**Alıştırma amacı**. Aşağıdaki temiz enerji yatırımı metnine göre şu ifadelerin her biri doğru mu: (a) Paris Anlaşması'ndan sonraki beş yılda temiz enerji yatırımı yılda %2 arttı. (b) Dr. Fatih Birol 2022'de Uluslararası Enerji Ajansı'nın başına ilk kez seçildi. (c) Yenilenebilir enerji kaynakları, şebekeler ve depolama, toplam enerji sektörü yatırımının yarısından azını oluşturuyor. Her birine evet ya da hayır deyin ve kararı belirleyen sözleri metinden birebir aktarın.

**Belge alıntısı**.

2015'te Paris Anlaşması'nın imzalanmasından sonraki beş yıl içinde temiz enerji yatırımı yılda sadece % 2 arttı. Ancak 2020'den bu yana büyüme hızı önemli ölçüde hızlanarak % 12'ye ulaştı. Harcama, hükümetlerin mali desteğiyle desteklendi ve özellikle gelişmiş ekonomilerde sürdürülebilir finansın yükselişiyle desteklendi. Yenilenebilir enerji kaynakları, şebekeler ve depolama artık toplam enerji sektörü yatırımının %80'inden fazlasını oluşturuyor. Solar PV, piller ve elektrikli araçlara yapılan harcamalar, artık 2050 yılına kadar küresel net sıfır emisyona ulaşılmasıyla tutarlı oranlarda artıyor.
Dr. Fatih Birol Başkanlığı’ndaki Uluslararası Enerji Ajansı, küresel temiz enerji dönüşümüne liderlik eden bir organizasyon. Dr. Birol, 2022 Mart ayında, Uluslararası Enerji Ajansı (UEA)’nın tarihinde bir ilkle, oy birliğiyle, 3. kez Dönem Başkanı seçildi. Dr. Birol’u aynı kurumda bir baş ekonomistken, kurucusu olduğum Türkiye’nin Enerji Forumu’nun davetlisi olarak, 2002 yılında ülkemize davet etmiş ve TÜRKİYE ENERJİ FORUMU Bilim Ödülü’nü aynı yıl kendilerine takdim etmiş olmakla daima gurur duyuyorum.

**Veri özeti**.
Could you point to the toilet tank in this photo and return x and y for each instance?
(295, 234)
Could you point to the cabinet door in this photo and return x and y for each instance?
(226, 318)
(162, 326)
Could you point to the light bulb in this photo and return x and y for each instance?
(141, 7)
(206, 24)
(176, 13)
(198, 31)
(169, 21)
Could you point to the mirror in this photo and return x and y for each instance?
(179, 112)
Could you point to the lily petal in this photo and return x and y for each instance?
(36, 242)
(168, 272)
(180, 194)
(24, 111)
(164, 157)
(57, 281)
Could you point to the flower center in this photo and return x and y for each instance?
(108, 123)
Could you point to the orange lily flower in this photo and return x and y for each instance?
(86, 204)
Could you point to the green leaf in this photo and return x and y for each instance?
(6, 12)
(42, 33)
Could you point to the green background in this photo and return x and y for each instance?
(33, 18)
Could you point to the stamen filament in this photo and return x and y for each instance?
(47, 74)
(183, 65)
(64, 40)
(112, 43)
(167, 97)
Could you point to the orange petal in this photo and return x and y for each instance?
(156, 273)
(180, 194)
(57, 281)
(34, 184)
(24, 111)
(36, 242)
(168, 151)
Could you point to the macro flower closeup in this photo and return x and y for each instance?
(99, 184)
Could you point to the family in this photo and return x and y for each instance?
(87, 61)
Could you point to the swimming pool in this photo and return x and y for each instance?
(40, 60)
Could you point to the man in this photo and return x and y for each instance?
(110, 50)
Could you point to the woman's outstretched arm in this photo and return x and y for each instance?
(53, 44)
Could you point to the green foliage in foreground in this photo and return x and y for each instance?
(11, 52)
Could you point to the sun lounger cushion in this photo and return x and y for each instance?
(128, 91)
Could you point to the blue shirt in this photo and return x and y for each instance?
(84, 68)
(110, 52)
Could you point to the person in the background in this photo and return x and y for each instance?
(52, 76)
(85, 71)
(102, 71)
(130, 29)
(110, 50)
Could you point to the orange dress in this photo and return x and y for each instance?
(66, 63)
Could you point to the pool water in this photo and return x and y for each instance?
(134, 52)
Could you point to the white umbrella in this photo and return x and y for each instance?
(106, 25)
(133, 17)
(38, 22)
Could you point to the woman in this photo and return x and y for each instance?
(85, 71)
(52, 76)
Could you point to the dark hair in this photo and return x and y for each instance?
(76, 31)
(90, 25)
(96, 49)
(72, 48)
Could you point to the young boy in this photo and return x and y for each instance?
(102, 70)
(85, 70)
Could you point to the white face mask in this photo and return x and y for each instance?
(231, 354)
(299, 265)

**Görev sonucu**.
(a) Evet: "temiz enerji yatırımı yılda sadece % 2 arttı"
(b) Hayır: "3. kez Dönem Başkanı seçildi"
(c) Hayır: "toplam enerji sektörü yatırımının %80'inden fazlasını oluşturuyor"